> SOURCE DOCUMENT:
[BEGIN]
Rootconf Hyderbad, 2019

What is Rootconf?

Rootconf is the conference on sysadmins, DevOps, SRE, Network engineers. Rootconf started its journey in 2012 in Bangalore, 2019 was the 7th edition of Rootconf. In these years, through all the Rootconfs, there is a community that has developed around Rootconf. Now people do come to attend Rootconf not just to attend the conference but also to attend friends and peers to discuss projects and ideas.

Need for more Rootconf

Over all these years, we have witnessed changes in the network, infrastructure, and security threats. We have designed Rootconf (in all these years), keeping in mind the changing needs of the community. Lately, we have realized that the needs of the community based on their geographic locations/ cities. Like in Pune, there is a considerable demand for sessions that deals with small size infrastructure suited for startups and SMEs as there is a growing startup industry there. In Delhi, there is a demand for discussion around data centers, network designs, and so on. And in Hyderabad, there is a want for solutions around large scale infrastructure. The Bangalore event did not suffice to solve all these needs. So more the merrier, we decided to have more than one Rootconf a year.

Rootconf Pune was the first of this 'outstation Rootconf journey'. The next was Rootconf Hyderabad. It was the first event for which I was organizing the editorial, community, and all by myself.
I joined HasGeek as Community Manager and Editorial co-ordinator. After my Rootconf, Bangalore Zainab fixed a goal for me.

Z : 'Anwesha, I want to organize Rootconf Hyderabad all by yourself, you must be doing with no or minimum help from me.'
A: "Ummm hmmm ooops"
[END]
> DATA:
[BEGIN]
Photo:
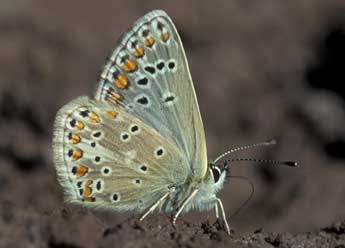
[END]
> JOBS:
1. Answer these questions from the Rootconf Hyderabad post:
(a) In what year and in which city did Rootconf begin?
(b) In Pune, what kind of sessions are in considerable demand?
(c) In which two roles did the writer join HasGeek?
2. Write a continuation of the Rootconf Hyderabad post, starting after its final line.

> RESULTS:
1.
(a) 2012, in Bangalore.
(b) Sessions dealing with small size infrastructure suited for startups and SMEs.
(c) Community Manager and Editorial co-ordinator.

2.
Z: 'Do not worry, I will be there to guide you. We will have our test run with you in Pune. So buck up, girl.'

Rootconf Hyderabad, the conference

The preparation for Rootconf Hyderabad started with them. After months of the editorial process - scouting for the proposals, reviewing them, having several rehearsals, and after passing the iron test in Pune, I reached Hyderabad to join my colleague Mak. Mak runs the sales at Hasgeek. With the camera, we had our excellent AV captain Amogh. So I was utterly secured and not worried about those two aspects.

A day before the conference Damini, our emcee, and I chalked out the plans for navigating the schedule and coordinating the conference. We met the volunteers at the venue after a humongous lunch with Hyderabadi deliciously (honest confession: food is the primary reason why I love to attend the conference in Hyderabad). We have several call volunteers in which our volunteer coordinator Jyotsna briefed them the duties. But it is always essential to make the volunteers introduced with the ground reality. We had a meet up at Thought Works.
The day of the conference starts early, much too early for the organizers and volunteers. Rootconf Hyderabad was no different. We opened the registration, and people started flocking in the auditorium. I opened the conference by addressing -

  • What is Rootconf?
  • The journey of Rootconf.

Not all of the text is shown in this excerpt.